* BEGIN Selected extract *
25
votes

In a lay-man terminology how does the garbage collection mechanism work?

How an object is identified to be available for garbage collection?

Also, what do Reference Counting, Mark and Sweep, Copying, Train mean in GC algorithms?

5
Nopes... its not. Probably it appears just coz I put it that way. Any waysS M Kamran
I'd recommend reading the fairly good, 34-page illustrated paper, Uniprocessor Garbage Collection Techniques, by Paul R. Wilson (1992), that explains the concepts behind basic garbage collection techniques (reference counting, mark-and-sweep, mark-compact, incremental, generational).stakx - no longer contributing

5 Answers

38
votes

When you use a language with garbage collection you wont get access to the memory directly. Rather you are given access to some abstraction on top of that data. One of the things that is properly abstracted away is the the actual location in memory of the data block, as well as pointers to other datablocks. When the garbage collector runs (this happens occasionally) it will check if you still hold a reference to each of the memory blocks it has allocated for you. If you don't it will free that memory.

The main difference between the different types of garbage collectors is their efficiency as well as any limitations on what kind of allocation schemes they can handle.

The simplest is properly reference counting. When ever you create a reference to an object an internal counter on that object is incremented, when you chance the reference or it is no longer in scope, the counter on the (former) target object is decremented. When this counter reaches zero, the object is no longer referred at all and can be freed.
* END Selected extract *
* BEGIN Data shown *
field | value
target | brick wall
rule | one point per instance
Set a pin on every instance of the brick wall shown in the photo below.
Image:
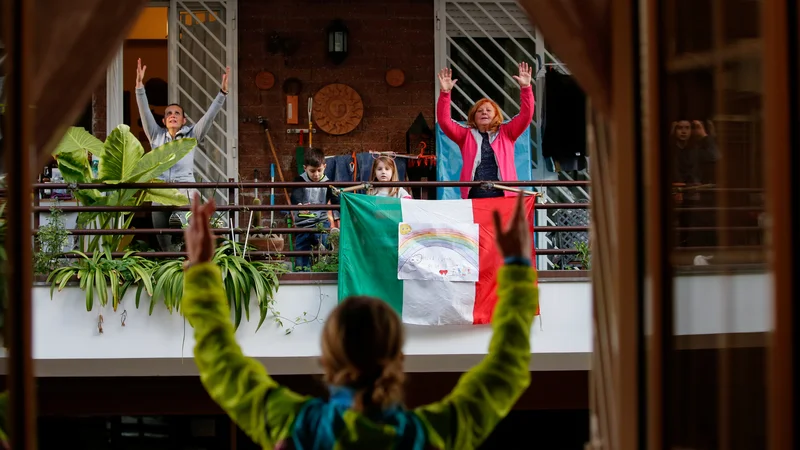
* END Data shown *
*Stated goal 1:*
Can you condense the garbage collection thread's paragraph that begins "When you use a language with garbage collection" into a short list that keeps its main facts?
*Stated goal 2:*
Would you extend the garbage collection thread, picking up right after its final sentence?
None of these records is used in anything asked here.

*Expected output 1:*
- In a garbage-collected language, you don't get direct access to memory. You work through an abstraction on top of the data.
- That abstraction hides where a data block actually sits in memory and the pointers to other data blocks.
- The garbage collector runs occasionally and checks whether you still hold a reference to each memory block it has allocated for you.
- If you no longer hold a reference to a block, that memory is freed.

*Expected output 2:*
The problem with reference counting garbage collectors is that they cannot deal with circular data. If object A has a reference to object B and that in turn has some (direct or indirect) reference to object A, they can never be freed, even if none of the objects in the chain are refereed outside the chain (and therefore aren't accessible to the program at all).

The Mark and sweep algorithm on the other hand can handle this. The mark and sweep algorithm works by periodically stopping the execution of the program, mark each item the program has allocated as unreachable. The program then runs through all the variables the program has and marks what they point to as reachable. If either of these allocations contain references to other data in the program, that data is then likewise marked as reachable, etc.

This is the mark part of the algorithm. At this point everything the program can access, no matter how indirectly, is marked as reachable and everything the program can't reach is marked as unreachable. The garbage collector can now safely reclaim the memory associated with the objects marked as unreachable.

The problem with the mark and sweep algorithm is that it isn't that efficient -- the entire program has to be stopped to run it, and a lot of the object references aren't going to change.

To improve on this, the mark and sweep algorithm can be extended with so called "generational garbage collection". In this mode objects that have been in the system for some number of garbage collections are promoted to the old generation, which is not checked that often.

This improves efficiency because objects tend to die young (think of a string being changed inside a loop, resulting in perhaps a lifetime of a few hundred cycles) or live very long (the objects used to represent the main window of an application, or the database connection of a servlet).

Much more detailed information can be found on wikipedia.

Added based on comments:

With the mark and sweep algorithm (as well as any other garbage collection algorithm except reference counting) the garbage collection do not run in the context of your program, since it has to be able to access stuff that your program is not capable of accessing directly. Therefore it is not correct to say that the garbage collector runs on the stack.

4
votes
  • Reference counting - Each object has a count which is incremented when someone takes a reference to the object, and decremented when someone releases the reference. When the reference count goes to zero, the object is deleted. COM uses this approach.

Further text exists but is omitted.